>> Begin Raw data
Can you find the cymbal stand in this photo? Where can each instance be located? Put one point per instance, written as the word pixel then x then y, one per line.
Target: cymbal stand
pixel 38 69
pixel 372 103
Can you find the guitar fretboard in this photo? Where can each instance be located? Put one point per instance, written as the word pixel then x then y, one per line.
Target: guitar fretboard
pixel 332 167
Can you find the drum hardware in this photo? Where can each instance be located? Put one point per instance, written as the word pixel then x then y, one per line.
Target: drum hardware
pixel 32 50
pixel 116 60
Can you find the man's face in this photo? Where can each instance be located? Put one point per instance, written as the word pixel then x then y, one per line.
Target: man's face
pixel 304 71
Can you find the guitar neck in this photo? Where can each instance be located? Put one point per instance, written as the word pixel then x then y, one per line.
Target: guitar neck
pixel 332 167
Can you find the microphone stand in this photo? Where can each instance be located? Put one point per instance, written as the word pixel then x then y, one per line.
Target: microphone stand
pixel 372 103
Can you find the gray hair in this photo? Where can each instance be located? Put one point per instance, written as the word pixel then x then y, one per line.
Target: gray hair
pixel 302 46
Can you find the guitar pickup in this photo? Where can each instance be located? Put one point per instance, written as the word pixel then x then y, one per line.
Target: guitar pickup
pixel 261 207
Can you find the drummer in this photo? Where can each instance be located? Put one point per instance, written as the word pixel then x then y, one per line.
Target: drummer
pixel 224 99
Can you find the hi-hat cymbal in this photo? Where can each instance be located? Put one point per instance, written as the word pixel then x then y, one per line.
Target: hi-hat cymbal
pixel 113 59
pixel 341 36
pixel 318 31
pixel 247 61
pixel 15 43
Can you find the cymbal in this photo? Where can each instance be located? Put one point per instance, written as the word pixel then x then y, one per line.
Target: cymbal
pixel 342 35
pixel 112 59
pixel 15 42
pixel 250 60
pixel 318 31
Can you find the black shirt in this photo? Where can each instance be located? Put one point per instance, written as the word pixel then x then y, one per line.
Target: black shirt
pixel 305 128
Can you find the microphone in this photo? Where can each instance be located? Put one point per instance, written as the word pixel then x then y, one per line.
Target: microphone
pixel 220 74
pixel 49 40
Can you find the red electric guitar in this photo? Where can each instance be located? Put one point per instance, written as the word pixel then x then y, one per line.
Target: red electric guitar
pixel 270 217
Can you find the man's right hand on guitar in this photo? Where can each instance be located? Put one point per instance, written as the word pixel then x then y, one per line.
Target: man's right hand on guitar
>> End Raw data
- _Exercise instructions_
Rewrite every line of the items above as a Markdown table with two columns, Row and Line, numbering the rows in order and leaving out blank lines.

- _Solved problem_
| Row | Line |
|---|---|
| 1 | Can you find the cymbal stand in this photo? Where can each instance be located? Put one point per instance, written as the word pixel then x then y, one per line. |
| 2 | Target: cymbal stand |
| 3 | pixel 38 69 |
| 4 | pixel 372 103 |
| 5 | Can you find the guitar fretboard in this photo? Where can each instance be located? Put one point per instance, written as the word pixel then x then y, one per line. |
| 6 | Target: guitar fretboard |
| 7 | pixel 332 167 |
| 8 | Can you find the drum hardware in this photo? Where can each instance be located? Put one point per instance, written as the word pixel then x then y, one per line. |
| 9 | Target: drum hardware |
| 10 | pixel 32 50 |
| 11 | pixel 116 60 |
| 12 | Can you find the man's face in this photo? Where can each instance be located? Put one point per instance, written as the word pixel then x then y, one per line. |
| 13 | Target: man's face |
| 14 | pixel 304 71 |
| 15 | Can you find the guitar neck in this photo? Where can each instance be located? Put one point per instance, written as the word pixel then x then y, one per line. |
| 16 | Target: guitar neck |
| 17 | pixel 332 167 |
| 18 | Can you find the microphone stand in this photo? Where can each instance be located? Put one point per instance, written as the word pixel then x then y, one per line. |
| 19 | Target: microphone stand |
| 20 | pixel 372 103 |
| 21 | Can you find the gray hair in this photo? Where can each instance be located? Put one point per instance, written as the word pixel then x then y, one per line. |
| 22 | Target: gray hair |
| 23 | pixel 302 46 |
| 24 | Can you find the guitar pickup in this photo? Where can each instance be located? Put one point per instance, written as the word pixel then x then y, one per line. |
| 25 | Target: guitar pickup |
| 26 | pixel 261 207 |
| 27 | Can you find the drummer in this photo? Where can each instance be located? Put one point per instance, written as the word pixel then x then y, one per line. |
| 28 | Target: drummer |
| 29 | pixel 224 99 |
| 30 | Can you find the hi-hat cymbal in this photo? Where can each instance be located? Put one point per instance, written as the word pixel then x then y, one per line. |
| 31 | Target: hi-hat cymbal |
| 32 | pixel 113 59 |
| 33 | pixel 341 36 |
| 34 | pixel 318 31 |
| 35 | pixel 247 61 |
| 36 | pixel 15 43 |
| 37 | Can you find the cymbal in this photo? Where can each instance be located? Put one point per instance, written as the word pixel then x then y, one per line. |
| 38 | Target: cymbal |
| 39 | pixel 342 35 |
| 40 | pixel 112 59 |
| 41 | pixel 15 42 |
| 42 | pixel 250 60 |
| 43 | pixel 318 31 |
| 44 | Can you find the black shirt in this photo? Where can each instance be located? Put one point per instance, written as the word pixel then x then y, one per line. |
| 45 | Target: black shirt |
| 46 | pixel 305 128 |
| 47 | Can you find the microphone in this photo? Where can each instance be located? Put one point per instance, written as the word pixel then x then y, one per line. |
| 48 | Target: microphone |
| 49 | pixel 220 74 |
| 50 | pixel 49 40 |
| 51 | Can you find the red electric guitar in this photo? Where can each instance be located? Put one point per instance, written as the word pixel then x then y, one per line. |
| 52 | Target: red electric guitar |
| 53 | pixel 270 217 |
| 54 | Can you find the man's right hand on guitar in this photo? Where can each instance be located? Put one point per instance, written as the word pixel then x then y, one per line. |
| 55 | Target: man's right hand on guitar |